**O que fazer:** Por favor, escreva a continuação da decisão sobre o habeas corpus, começando logo após a última frase apresentada.
======== Texto de leitura
Ministro PAULO MEDINA

Data da Publicação

17/05/2006

Decisão

HABEAS CORPUS Nº 58.137 - PR (2006/0088964-0)
RELATOR : MINISTRO PAULO MEDINA
IMPETRANTE : ANTÔNIO NABOR AREIAS BULHÕES E OUTROS
IMPETRADO : SEGUNDA CÂMARA CRIMINAL DO TRIBUNAL DE JUSTIÇA DO
ESTADO DO PARANÁ
PACIENTE : CELINA CORDEIRO ABAGGE
PACIENTE : BEATRIZ CORDEIRO ABAGGE

DECISÃO

Trata-se de habeas corpus originário, impetrado em face de acórdão da Segunda Câmara Criminal do Tribunal de Justiça do Estado do Paraná, prolatado nos autos da apelação nº 72.480-7, de São José dos Pinhais (fls. 606/628).
Celina Cordeiro Abagge e Beatriz Cordeiro Abagge foram denunciadas juntamente com outras 5 (cinco) pessoas, como incursas na sanção dos arts. 148, § 2º; 121, § 2º, incisos I, III e IV e § 4º, última parte e art. 211, este c/c arts. 69, caput, e 29, caput, do Código Penal.
O extrato da imputação cuida de hipotético "sacrifício de uma criança" em ritual de umbanda, com o objetivo de "reerguer a situação financeira da serraria de Aldo Abagge" esposo de Celina e pai de Beatriz, então Prefeito Municipal.
================
======== Dados apresentados
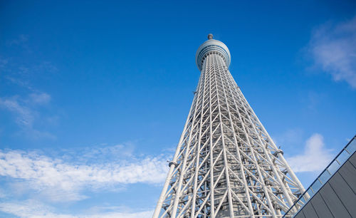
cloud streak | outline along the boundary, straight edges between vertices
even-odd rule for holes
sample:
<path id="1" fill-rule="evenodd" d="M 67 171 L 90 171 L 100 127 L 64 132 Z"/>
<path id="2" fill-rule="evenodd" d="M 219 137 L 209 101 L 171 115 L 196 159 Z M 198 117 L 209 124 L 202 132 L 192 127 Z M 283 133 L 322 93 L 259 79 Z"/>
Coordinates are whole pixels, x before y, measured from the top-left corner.
<path id="1" fill-rule="evenodd" d="M 152 210 L 130 212 L 125 209 L 122 212 L 98 212 L 92 214 L 63 214 L 57 213 L 53 207 L 33 199 L 19 202 L 0 203 L 0 211 L 20 217 L 28 218 L 138 218 L 151 217 L 153 214 Z"/>
<path id="2" fill-rule="evenodd" d="M 319 172 L 333 160 L 330 150 L 325 147 L 324 138 L 313 134 L 306 142 L 301 155 L 287 157 L 287 162 L 295 172 Z"/>
<path id="3" fill-rule="evenodd" d="M 330 74 L 334 81 L 345 81 L 356 88 L 356 16 L 315 29 L 308 51 L 315 66 Z"/>
<path id="4" fill-rule="evenodd" d="M 43 106 L 51 101 L 51 95 L 46 93 L 32 93 L 27 97 L 14 95 L 10 98 L 0 98 L 0 108 L 6 110 L 14 115 L 15 123 L 27 136 L 31 138 L 55 138 L 47 132 L 42 132 L 35 128 L 35 121 L 41 118 L 39 106 Z"/>
<path id="5" fill-rule="evenodd" d="M 66 202 L 87 198 L 82 194 L 85 190 L 95 192 L 135 183 L 159 184 L 167 175 L 167 162 L 162 157 L 101 162 L 98 157 L 95 163 L 74 164 L 35 152 L 0 150 L 0 176 L 23 183 L 51 202 Z"/>

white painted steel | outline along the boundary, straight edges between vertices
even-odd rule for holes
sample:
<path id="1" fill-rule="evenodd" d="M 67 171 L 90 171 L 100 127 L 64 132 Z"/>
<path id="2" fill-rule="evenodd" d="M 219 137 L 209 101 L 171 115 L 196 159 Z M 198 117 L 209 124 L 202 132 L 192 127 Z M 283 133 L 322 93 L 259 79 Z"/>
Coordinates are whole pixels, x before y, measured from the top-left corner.
<path id="1" fill-rule="evenodd" d="M 282 217 L 304 188 L 229 71 L 229 49 L 209 39 L 196 58 L 199 82 L 153 217 Z"/>

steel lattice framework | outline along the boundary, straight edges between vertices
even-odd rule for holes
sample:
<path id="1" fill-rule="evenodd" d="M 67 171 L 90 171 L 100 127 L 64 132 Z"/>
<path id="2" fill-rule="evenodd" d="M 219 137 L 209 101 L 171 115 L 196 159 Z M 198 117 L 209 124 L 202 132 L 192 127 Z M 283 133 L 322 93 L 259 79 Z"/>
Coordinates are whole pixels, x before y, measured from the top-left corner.
<path id="1" fill-rule="evenodd" d="M 304 188 L 248 105 L 212 39 L 154 217 L 282 217 Z"/>

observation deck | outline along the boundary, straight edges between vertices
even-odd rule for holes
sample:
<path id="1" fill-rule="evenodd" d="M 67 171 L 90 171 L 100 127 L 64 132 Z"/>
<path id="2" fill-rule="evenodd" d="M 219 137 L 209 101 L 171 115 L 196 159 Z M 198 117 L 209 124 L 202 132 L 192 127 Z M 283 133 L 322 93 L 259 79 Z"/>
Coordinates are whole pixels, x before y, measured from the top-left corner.
<path id="1" fill-rule="evenodd" d="M 206 56 L 211 53 L 216 53 L 221 56 L 226 66 L 229 68 L 231 56 L 227 46 L 219 40 L 213 39 L 213 35 L 208 35 L 208 40 L 203 43 L 197 51 L 195 62 L 199 71 L 201 71 L 204 61 Z"/>

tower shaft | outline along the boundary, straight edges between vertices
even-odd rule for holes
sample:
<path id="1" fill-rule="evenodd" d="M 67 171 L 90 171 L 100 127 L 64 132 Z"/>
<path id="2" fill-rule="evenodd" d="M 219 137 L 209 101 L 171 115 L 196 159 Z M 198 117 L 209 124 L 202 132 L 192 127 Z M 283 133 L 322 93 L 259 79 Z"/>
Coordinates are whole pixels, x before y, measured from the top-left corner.
<path id="1" fill-rule="evenodd" d="M 212 49 L 197 61 L 199 81 L 154 217 L 282 217 L 304 191 L 234 81 L 228 55 Z"/>

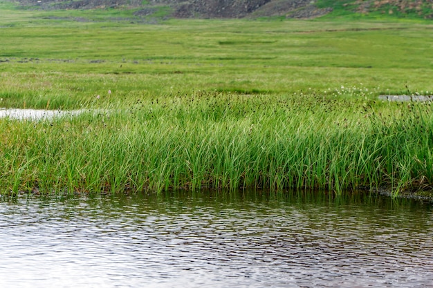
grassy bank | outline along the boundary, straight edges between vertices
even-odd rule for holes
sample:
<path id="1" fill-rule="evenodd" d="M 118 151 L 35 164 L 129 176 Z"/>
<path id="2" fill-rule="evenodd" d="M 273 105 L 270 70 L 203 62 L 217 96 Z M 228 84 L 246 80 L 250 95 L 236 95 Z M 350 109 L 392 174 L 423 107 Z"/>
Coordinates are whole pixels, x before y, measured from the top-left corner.
<path id="1" fill-rule="evenodd" d="M 3 193 L 433 184 L 430 104 L 376 100 L 433 90 L 430 22 L 142 25 L 1 7 L 0 106 L 90 111 L 0 119 Z"/>
<path id="2" fill-rule="evenodd" d="M 332 98 L 198 93 L 107 114 L 2 119 L 0 186 L 15 193 L 203 186 L 340 193 L 388 186 L 398 193 L 431 184 L 430 104 Z"/>

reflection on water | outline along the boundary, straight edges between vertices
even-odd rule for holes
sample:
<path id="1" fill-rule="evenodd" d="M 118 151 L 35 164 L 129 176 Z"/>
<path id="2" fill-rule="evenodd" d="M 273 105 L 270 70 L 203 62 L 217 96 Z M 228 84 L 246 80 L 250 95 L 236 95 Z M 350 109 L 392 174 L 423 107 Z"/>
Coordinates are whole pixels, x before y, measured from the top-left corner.
<path id="1" fill-rule="evenodd" d="M 0 287 L 431 287 L 431 204 L 248 193 L 0 202 Z"/>

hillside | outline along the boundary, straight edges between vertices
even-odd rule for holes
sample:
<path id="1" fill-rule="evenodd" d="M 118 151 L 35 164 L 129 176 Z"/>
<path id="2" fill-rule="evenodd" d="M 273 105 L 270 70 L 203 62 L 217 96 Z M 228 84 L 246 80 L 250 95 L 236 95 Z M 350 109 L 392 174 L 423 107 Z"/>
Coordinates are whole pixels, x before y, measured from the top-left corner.
<path id="1" fill-rule="evenodd" d="M 311 19 L 331 13 L 433 17 L 433 0 L 9 0 L 42 10 L 128 9 L 136 16 L 176 18 L 282 17 Z"/>

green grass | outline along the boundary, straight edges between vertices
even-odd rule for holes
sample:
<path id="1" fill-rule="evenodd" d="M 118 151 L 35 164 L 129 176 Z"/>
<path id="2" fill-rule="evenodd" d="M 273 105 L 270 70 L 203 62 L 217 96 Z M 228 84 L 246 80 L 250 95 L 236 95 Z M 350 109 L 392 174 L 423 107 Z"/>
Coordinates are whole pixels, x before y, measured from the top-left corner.
<path id="1" fill-rule="evenodd" d="M 91 111 L 0 119 L 4 193 L 432 186 L 431 106 L 376 100 L 433 90 L 430 22 L 0 9 L 0 106 Z"/>

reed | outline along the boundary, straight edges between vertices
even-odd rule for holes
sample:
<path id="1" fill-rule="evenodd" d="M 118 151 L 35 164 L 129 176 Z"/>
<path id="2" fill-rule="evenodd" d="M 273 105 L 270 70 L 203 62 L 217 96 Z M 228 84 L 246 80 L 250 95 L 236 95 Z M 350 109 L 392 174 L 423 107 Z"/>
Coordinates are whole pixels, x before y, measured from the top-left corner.
<path id="1" fill-rule="evenodd" d="M 196 93 L 0 120 L 3 193 L 431 186 L 430 104 Z"/>
<path id="2" fill-rule="evenodd" d="M 432 186 L 428 21 L 0 9 L 0 106 L 87 111 L 0 119 L 2 193 Z"/>

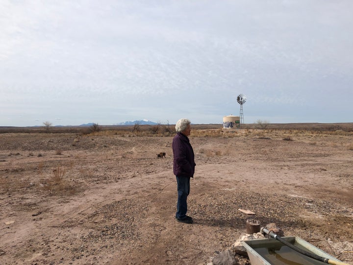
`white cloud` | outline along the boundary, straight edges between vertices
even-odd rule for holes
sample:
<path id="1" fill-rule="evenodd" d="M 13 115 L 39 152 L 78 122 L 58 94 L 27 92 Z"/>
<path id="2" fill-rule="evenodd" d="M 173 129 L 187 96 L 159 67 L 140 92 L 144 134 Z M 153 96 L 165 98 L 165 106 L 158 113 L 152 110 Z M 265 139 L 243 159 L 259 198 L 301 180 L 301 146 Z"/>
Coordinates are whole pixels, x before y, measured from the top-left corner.
<path id="1" fill-rule="evenodd" d="M 299 107 L 330 101 L 352 110 L 352 11 L 348 0 L 2 1 L 0 126 L 43 113 L 215 122 L 240 93 L 255 121 L 301 120 Z"/>

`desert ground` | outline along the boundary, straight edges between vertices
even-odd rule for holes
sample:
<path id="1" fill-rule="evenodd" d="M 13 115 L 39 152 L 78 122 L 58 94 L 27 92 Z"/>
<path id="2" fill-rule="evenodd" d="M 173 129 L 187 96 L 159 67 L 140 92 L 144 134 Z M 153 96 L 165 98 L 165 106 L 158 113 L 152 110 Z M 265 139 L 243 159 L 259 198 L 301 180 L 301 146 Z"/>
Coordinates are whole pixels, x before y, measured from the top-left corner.
<path id="1" fill-rule="evenodd" d="M 353 264 L 353 124 L 192 129 L 187 224 L 173 131 L 0 129 L 0 264 L 207 264 L 245 233 L 239 209 Z"/>

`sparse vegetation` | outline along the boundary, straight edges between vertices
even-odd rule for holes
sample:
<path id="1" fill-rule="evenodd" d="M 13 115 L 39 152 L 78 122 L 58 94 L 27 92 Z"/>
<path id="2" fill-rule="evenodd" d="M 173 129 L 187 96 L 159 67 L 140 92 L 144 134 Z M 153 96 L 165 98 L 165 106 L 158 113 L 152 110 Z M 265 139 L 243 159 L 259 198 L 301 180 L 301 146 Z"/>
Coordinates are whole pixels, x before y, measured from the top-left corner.
<path id="1" fill-rule="evenodd" d="M 256 122 L 256 128 L 261 130 L 265 129 L 269 124 L 270 122 L 266 120 L 257 120 Z"/>
<path id="2" fill-rule="evenodd" d="M 47 132 L 49 132 L 49 130 L 51 127 L 52 124 L 50 122 L 47 121 L 43 122 L 43 125 L 44 125 L 44 128 L 45 128 Z"/>
<path id="3" fill-rule="evenodd" d="M 90 132 L 91 133 L 95 132 L 98 132 L 101 131 L 101 127 L 98 125 L 98 123 L 94 123 L 90 127 Z"/>

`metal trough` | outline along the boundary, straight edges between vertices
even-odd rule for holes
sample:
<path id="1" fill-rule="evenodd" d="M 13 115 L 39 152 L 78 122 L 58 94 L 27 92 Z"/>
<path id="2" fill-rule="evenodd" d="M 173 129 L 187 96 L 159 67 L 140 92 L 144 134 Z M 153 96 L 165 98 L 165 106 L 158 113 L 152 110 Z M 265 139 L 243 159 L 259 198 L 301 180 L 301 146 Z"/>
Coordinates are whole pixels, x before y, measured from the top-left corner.
<path id="1" fill-rule="evenodd" d="M 339 262 L 338 260 L 298 237 L 283 237 L 298 247 L 317 255 Z M 274 238 L 241 242 L 248 252 L 252 265 L 322 265 L 327 264 L 311 259 L 283 245 Z"/>

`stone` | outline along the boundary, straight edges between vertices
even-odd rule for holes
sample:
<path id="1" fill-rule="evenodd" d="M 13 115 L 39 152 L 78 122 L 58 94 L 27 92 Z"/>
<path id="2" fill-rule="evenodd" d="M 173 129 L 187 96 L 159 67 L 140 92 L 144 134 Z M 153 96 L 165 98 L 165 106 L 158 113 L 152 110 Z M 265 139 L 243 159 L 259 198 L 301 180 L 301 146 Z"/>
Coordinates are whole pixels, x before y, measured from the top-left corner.
<path id="1" fill-rule="evenodd" d="M 268 229 L 269 231 L 273 231 L 273 232 L 280 237 L 284 237 L 284 233 L 282 229 L 277 226 L 275 223 L 271 223 L 266 225 L 265 228 Z"/>
<path id="2" fill-rule="evenodd" d="M 241 244 L 242 241 L 246 241 L 247 240 L 252 240 L 254 239 L 264 238 L 263 235 L 259 232 L 252 235 L 249 235 L 246 234 L 240 237 L 230 247 L 230 250 L 235 253 L 242 256 L 248 256 L 248 252 L 246 249 Z"/>
<path id="3" fill-rule="evenodd" d="M 229 249 L 222 251 L 212 259 L 214 265 L 238 265 L 238 261 Z"/>

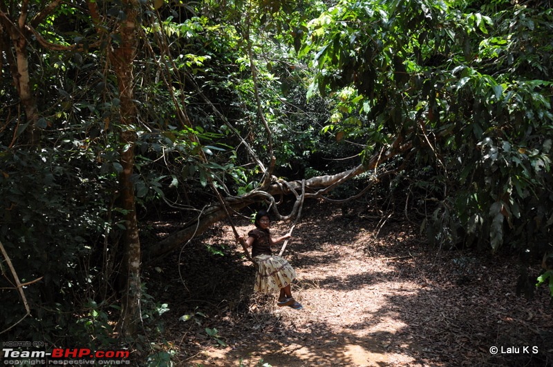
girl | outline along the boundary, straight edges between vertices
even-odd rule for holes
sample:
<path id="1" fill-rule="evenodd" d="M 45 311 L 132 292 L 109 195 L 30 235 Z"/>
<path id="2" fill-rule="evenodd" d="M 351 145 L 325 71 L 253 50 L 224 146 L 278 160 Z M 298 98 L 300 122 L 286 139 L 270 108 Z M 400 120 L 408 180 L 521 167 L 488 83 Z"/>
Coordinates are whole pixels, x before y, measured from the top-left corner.
<path id="1" fill-rule="evenodd" d="M 291 237 L 285 235 L 275 239 L 269 232 L 270 220 L 269 213 L 260 210 L 255 216 L 256 228 L 247 234 L 247 239 L 238 237 L 246 248 L 252 247 L 252 257 L 259 265 L 255 277 L 254 290 L 269 293 L 271 290 L 280 290 L 278 306 L 288 306 L 295 310 L 303 306 L 292 297 L 290 284 L 296 277 L 296 272 L 288 261 L 282 257 L 272 255 L 271 246 L 282 242 Z"/>

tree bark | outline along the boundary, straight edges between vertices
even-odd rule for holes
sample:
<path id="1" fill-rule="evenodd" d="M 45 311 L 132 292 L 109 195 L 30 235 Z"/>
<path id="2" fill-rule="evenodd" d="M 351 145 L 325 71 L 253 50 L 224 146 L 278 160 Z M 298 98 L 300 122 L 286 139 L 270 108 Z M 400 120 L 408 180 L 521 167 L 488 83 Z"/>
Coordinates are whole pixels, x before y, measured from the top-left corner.
<path id="1" fill-rule="evenodd" d="M 317 176 L 307 179 L 305 181 L 304 199 L 323 197 L 329 191 L 346 181 L 368 170 L 375 169 L 382 163 L 408 151 L 411 148 L 412 144 L 410 142 L 403 143 L 402 137 L 400 136 L 396 138 L 387 152 L 375 154 L 364 165 L 359 165 L 354 168 L 336 175 Z M 377 177 L 375 179 L 378 179 Z M 228 207 L 234 210 L 239 210 L 254 202 L 266 200 L 268 197 L 279 195 L 288 195 L 292 193 L 292 190 L 301 191 L 301 181 L 274 181 L 265 188 L 254 190 L 241 197 L 227 197 L 225 199 L 225 201 Z M 182 244 L 199 235 L 214 224 L 224 219 L 226 213 L 221 205 L 214 204 L 208 207 L 203 210 L 202 213 L 194 220 L 185 224 L 182 229 L 169 235 L 148 248 L 145 248 L 143 254 L 144 261 L 155 261 L 176 250 Z"/>
<path id="2" fill-rule="evenodd" d="M 140 321 L 140 240 L 136 218 L 134 184 L 131 178 L 134 168 L 134 148 L 136 132 L 133 126 L 138 122 L 136 106 L 133 101 L 133 61 L 136 54 L 136 19 L 138 9 L 135 0 L 124 0 L 123 9 L 126 18 L 120 25 L 120 43 L 113 44 L 108 57 L 115 72 L 119 89 L 120 121 L 120 134 L 122 146 L 120 173 L 120 190 L 122 208 L 124 213 L 125 230 L 123 233 L 124 257 L 122 275 L 126 286 L 122 299 L 122 313 L 118 330 L 124 335 L 133 335 Z"/>
<path id="3" fill-rule="evenodd" d="M 28 136 L 28 143 L 36 145 L 39 142 L 37 126 L 39 121 L 39 113 L 37 101 L 32 95 L 29 77 L 27 40 L 30 38 L 30 34 L 26 28 L 28 3 L 28 1 L 24 1 L 21 4 L 19 17 L 17 20 L 10 19 L 7 9 L 3 6 L 3 14 L 0 16 L 0 27 L 7 31 L 13 46 L 15 57 L 13 54 L 10 54 L 9 50 L 6 50 L 6 54 L 10 63 L 14 86 L 19 96 L 20 103 L 25 111 L 26 117 L 25 121 L 18 121 L 18 127 L 15 129 L 15 134 L 12 144 L 15 143 L 17 138 L 21 132 L 26 131 Z"/>

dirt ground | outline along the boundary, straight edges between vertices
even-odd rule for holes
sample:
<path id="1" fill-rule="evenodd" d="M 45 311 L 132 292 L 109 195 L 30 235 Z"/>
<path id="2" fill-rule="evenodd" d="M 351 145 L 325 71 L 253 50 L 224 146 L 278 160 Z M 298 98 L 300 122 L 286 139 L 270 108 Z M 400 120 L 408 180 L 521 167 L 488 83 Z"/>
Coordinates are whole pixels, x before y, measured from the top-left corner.
<path id="1" fill-rule="evenodd" d="M 516 259 L 431 248 L 400 216 L 362 208 L 303 212 L 284 253 L 302 310 L 253 293 L 254 268 L 224 224 L 148 271 L 169 308 L 154 344 L 175 366 L 553 366 L 548 290 L 517 295 Z M 253 228 L 235 220 L 241 234 Z M 273 235 L 290 226 L 274 222 Z M 528 270 L 535 279 L 539 267 Z"/>

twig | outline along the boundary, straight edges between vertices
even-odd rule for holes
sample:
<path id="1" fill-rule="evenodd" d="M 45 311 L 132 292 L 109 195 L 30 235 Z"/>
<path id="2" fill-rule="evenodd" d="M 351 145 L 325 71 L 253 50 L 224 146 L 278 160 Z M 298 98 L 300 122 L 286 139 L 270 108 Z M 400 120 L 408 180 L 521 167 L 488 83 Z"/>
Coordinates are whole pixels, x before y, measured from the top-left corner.
<path id="1" fill-rule="evenodd" d="M 400 260 L 401 259 L 409 259 L 409 257 L 415 257 L 411 252 L 409 255 L 406 255 L 405 256 L 395 256 L 393 257 L 381 257 L 379 259 L 377 259 L 377 260 L 385 261 L 385 260 Z"/>
<path id="2" fill-rule="evenodd" d="M 17 276 L 17 272 L 15 271 L 15 269 L 13 267 L 13 264 L 12 264 L 12 260 L 10 259 L 10 257 L 8 256 L 8 252 L 6 252 L 6 249 L 4 248 L 4 246 L 2 244 L 1 241 L 0 241 L 0 251 L 1 251 L 2 255 L 4 257 L 4 259 L 6 259 L 6 262 L 8 264 L 8 267 L 10 268 L 10 270 L 12 272 L 12 275 L 13 276 L 13 279 L 15 280 L 15 284 L 16 286 L 17 286 L 17 290 L 19 292 L 19 295 L 21 296 L 21 300 L 23 301 L 23 304 L 25 305 L 25 310 L 27 311 L 27 313 L 26 313 L 25 315 L 19 319 L 19 321 L 18 321 L 17 322 L 16 322 L 7 329 L 0 332 L 0 334 L 3 334 L 6 331 L 8 331 L 8 330 L 11 329 L 12 328 L 13 328 L 14 326 L 15 326 L 16 325 L 17 325 L 18 324 L 19 324 L 21 321 L 23 321 L 24 319 L 25 319 L 27 316 L 29 316 L 30 315 L 30 308 L 29 308 L 29 304 L 27 302 L 27 297 L 25 297 L 25 292 L 23 291 L 23 286 L 26 284 L 30 284 L 31 283 L 35 283 L 35 281 L 38 281 L 42 278 L 41 277 L 38 279 L 33 280 L 32 281 L 28 281 L 27 283 L 21 284 L 21 282 L 19 281 L 19 277 Z"/>

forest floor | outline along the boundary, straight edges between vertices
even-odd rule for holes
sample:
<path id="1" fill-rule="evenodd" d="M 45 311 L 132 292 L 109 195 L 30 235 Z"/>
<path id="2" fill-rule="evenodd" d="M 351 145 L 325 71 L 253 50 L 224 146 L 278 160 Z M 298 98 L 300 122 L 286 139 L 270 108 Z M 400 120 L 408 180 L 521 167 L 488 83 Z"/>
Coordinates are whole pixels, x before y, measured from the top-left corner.
<path id="1" fill-rule="evenodd" d="M 158 345 L 176 366 L 553 366 L 548 290 L 518 296 L 516 258 L 432 248 L 399 216 L 303 212 L 284 253 L 301 310 L 253 292 L 254 268 L 223 223 L 153 264 L 148 292 L 169 308 Z M 273 236 L 290 226 L 274 222 Z M 527 270 L 535 279 L 539 267 Z"/>

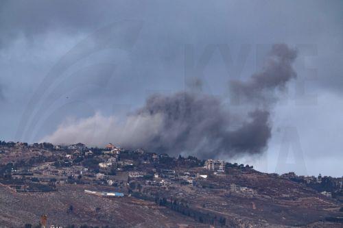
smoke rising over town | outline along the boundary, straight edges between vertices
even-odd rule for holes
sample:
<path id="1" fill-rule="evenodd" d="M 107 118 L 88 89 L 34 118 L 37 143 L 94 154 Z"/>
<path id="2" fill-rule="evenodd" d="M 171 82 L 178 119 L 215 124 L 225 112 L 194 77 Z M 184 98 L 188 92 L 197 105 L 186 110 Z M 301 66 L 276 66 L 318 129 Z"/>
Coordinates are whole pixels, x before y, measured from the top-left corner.
<path id="1" fill-rule="evenodd" d="M 275 45 L 261 72 L 245 82 L 231 82 L 231 94 L 243 105 L 249 103 L 248 114 L 231 113 L 220 99 L 211 95 L 189 92 L 154 94 L 123 122 L 98 113 L 69 120 L 43 140 L 95 146 L 113 142 L 125 148 L 203 158 L 261 153 L 271 137 L 270 116 L 276 101 L 275 92 L 296 77 L 292 66 L 296 57 L 294 49 Z"/>

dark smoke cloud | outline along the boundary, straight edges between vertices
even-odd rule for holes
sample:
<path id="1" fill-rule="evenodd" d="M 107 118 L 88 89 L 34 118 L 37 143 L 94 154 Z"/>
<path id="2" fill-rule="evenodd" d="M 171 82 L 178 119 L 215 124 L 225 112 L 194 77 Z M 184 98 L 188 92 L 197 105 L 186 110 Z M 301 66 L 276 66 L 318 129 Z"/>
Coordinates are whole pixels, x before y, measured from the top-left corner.
<path id="1" fill-rule="evenodd" d="M 129 114 L 123 124 L 115 123 L 113 117 L 96 115 L 93 119 L 62 125 L 45 140 L 66 142 L 78 135 L 78 141 L 87 142 L 84 140 L 89 138 L 95 125 L 109 128 L 103 134 L 91 134 L 93 142 L 99 145 L 110 140 L 126 148 L 202 158 L 258 154 L 266 149 L 271 137 L 272 103 L 267 96 L 273 97 L 275 101 L 274 90 L 285 88 L 296 77 L 292 67 L 296 57 L 296 51 L 285 45 L 274 45 L 261 73 L 246 82 L 234 82 L 235 91 L 253 103 L 247 115 L 233 114 L 219 98 L 210 95 L 187 92 L 155 94 L 143 107 Z"/>
<path id="2" fill-rule="evenodd" d="M 286 84 L 296 77 L 292 67 L 296 55 L 296 50 L 286 45 L 274 45 L 261 73 L 254 74 L 246 82 L 231 81 L 231 94 L 235 101 L 264 104 L 274 102 L 275 90 L 284 90 Z"/>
================
**Resultado:**
Este "trabalho espiritual forte" terá custado R$7.000.000,00 (sete milhões de reais), pagos a Osvaldo Marcineiro e Vicente de Paula Ferreira, co-denunciados.
Deste desiderato, terá ocorrido, nas instalações da serraria, a morte do menor Evandro Ramos Caetano, o qual, manietado, terá sofrido asfixia mecânica e, assim, sucumbido à morte (fls. 47/52).
Pronunciados nos termos da denúncia (fls. 331/375), após desprovimento de recurso em sentido estrito contra tal sentença (fls. 447/470), foram submetidos a julgamento perante o Tribunal popular (fls. 472/601).
Os jurados negaram a materialidade do crime, sob o argumento de que o cadáver encontrado não seria de Evandro Ramos Caetano e, bem assim, diante de falso testemunho praticado, em tese, por Edésio da Silva, as rés Celina e Beatriz Abagge, ora pacientes, foram absolvidas (fls. 603/604).
Apelou o Ministério Público e a Corte Estadual entendeu suficientes as provas documentais atinentes à identidade do cadáver encontrado, como sendo do menor Evandro, de sorte que entendeu o veredicto manifestamente contrário à prova dos autos.
Deu provimento ao recurso para submeter as rés a novo julgamento perante o Tribunal do Júri (fls. 606/628) sem, contudo, decretar sua prisão cautelar.
Recurso Especial interposto pela defesa foi obstado no juízo prévio de admissibilidade à custa do enunciado nº 7, da Súmula do STJ.
Ao agravo de Instrumento interposto, neguei provimento, sob o mesmo fundamento (nº 613.800/PR - 2004/0082116-2).
Esta decisão enfrenta agravo regimental, ainda sub iudice.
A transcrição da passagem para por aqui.